>>>>>

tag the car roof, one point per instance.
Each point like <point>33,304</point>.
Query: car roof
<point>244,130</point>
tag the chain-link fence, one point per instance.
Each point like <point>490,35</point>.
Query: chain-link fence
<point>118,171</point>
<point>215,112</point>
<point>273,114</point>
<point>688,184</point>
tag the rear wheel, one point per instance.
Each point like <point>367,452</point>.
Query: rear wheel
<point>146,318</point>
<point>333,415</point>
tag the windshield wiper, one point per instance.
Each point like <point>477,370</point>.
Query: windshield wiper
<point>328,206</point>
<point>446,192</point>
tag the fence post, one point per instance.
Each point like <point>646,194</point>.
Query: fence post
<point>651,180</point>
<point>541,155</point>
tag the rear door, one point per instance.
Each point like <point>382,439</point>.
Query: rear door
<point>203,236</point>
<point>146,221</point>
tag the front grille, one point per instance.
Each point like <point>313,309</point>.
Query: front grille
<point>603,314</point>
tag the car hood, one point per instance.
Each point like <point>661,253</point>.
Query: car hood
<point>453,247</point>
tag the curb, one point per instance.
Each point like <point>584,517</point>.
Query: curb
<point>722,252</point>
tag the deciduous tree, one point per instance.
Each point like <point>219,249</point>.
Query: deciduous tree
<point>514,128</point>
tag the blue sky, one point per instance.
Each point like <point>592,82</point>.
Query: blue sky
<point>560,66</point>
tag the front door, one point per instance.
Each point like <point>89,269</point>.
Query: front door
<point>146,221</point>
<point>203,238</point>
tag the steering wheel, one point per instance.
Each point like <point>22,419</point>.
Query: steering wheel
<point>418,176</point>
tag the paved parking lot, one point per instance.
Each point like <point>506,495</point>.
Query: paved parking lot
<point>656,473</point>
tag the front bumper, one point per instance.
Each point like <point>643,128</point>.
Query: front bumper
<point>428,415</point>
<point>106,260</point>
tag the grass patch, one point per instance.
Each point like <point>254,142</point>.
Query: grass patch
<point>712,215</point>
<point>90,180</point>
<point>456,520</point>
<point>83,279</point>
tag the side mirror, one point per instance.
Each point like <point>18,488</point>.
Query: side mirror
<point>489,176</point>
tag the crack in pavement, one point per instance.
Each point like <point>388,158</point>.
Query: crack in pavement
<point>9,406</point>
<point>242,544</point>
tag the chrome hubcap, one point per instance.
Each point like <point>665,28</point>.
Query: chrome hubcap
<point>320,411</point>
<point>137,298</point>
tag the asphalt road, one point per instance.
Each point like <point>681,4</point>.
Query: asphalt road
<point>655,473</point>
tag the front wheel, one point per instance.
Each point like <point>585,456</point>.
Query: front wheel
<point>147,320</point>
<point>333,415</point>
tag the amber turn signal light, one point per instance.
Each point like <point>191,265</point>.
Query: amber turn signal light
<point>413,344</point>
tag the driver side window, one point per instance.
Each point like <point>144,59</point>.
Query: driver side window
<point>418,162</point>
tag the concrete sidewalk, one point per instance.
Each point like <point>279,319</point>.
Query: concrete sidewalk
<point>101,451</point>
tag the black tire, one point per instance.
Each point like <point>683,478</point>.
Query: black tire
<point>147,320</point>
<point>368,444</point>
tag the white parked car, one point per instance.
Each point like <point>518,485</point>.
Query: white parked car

<<<<<

● EXERCISE DESCRIPTION
Can you set out the lines of the records between the line holding "tag the front grille, one point per instance." and the line holding "<point>656,473</point>", inclusive, as a Markdown table with a Row column giving each row's number and a Line column giving the line, leaving out any blank lines?

● SOLUTION
| Row | Line |
|---|---|
| 1 | tag the front grille, one point per instance. |
| 2 | Each point like <point>313,309</point>. |
| 3 | Query: front grille |
| 4 | <point>603,314</point> |
| 5 | tag the car hood, one point per instance. |
| 6 | Each point like <point>661,253</point>. |
| 7 | Query: car hood |
| 8 | <point>453,247</point> |
| 9 | tag the curb, one point per instance. |
| 10 | Each point like <point>584,517</point>. |
| 11 | Query: curb |
| 12 | <point>722,252</point> |
| 13 | tag the deciduous tree, one point per instance. |
| 14 | Each point like <point>219,249</point>. |
| 15 | Query: deciduous tree |
| 16 | <point>514,128</point> |
| 17 | tag the blue sky, one point per instance. |
| 18 | Each point like <point>592,82</point>. |
| 19 | Query: blue sky |
| 20 | <point>560,66</point> |
| 21 | tag the front door, one point per instance. |
| 22 | Each point like <point>89,269</point>. |
| 23 | Query: front door |
| 24 | <point>146,221</point> |
| 25 | <point>203,238</point> |
| 26 | tag the steering wheel, one point per instance. |
| 27 | Each point like <point>22,419</point>. |
| 28 | Query: steering wheel |
| 29 | <point>418,176</point> |
| 30 | tag the paved parking lot, one point per instance. |
| 31 | Each point like <point>506,495</point>. |
| 32 | Query: paved parking lot |
| 33 | <point>656,473</point> |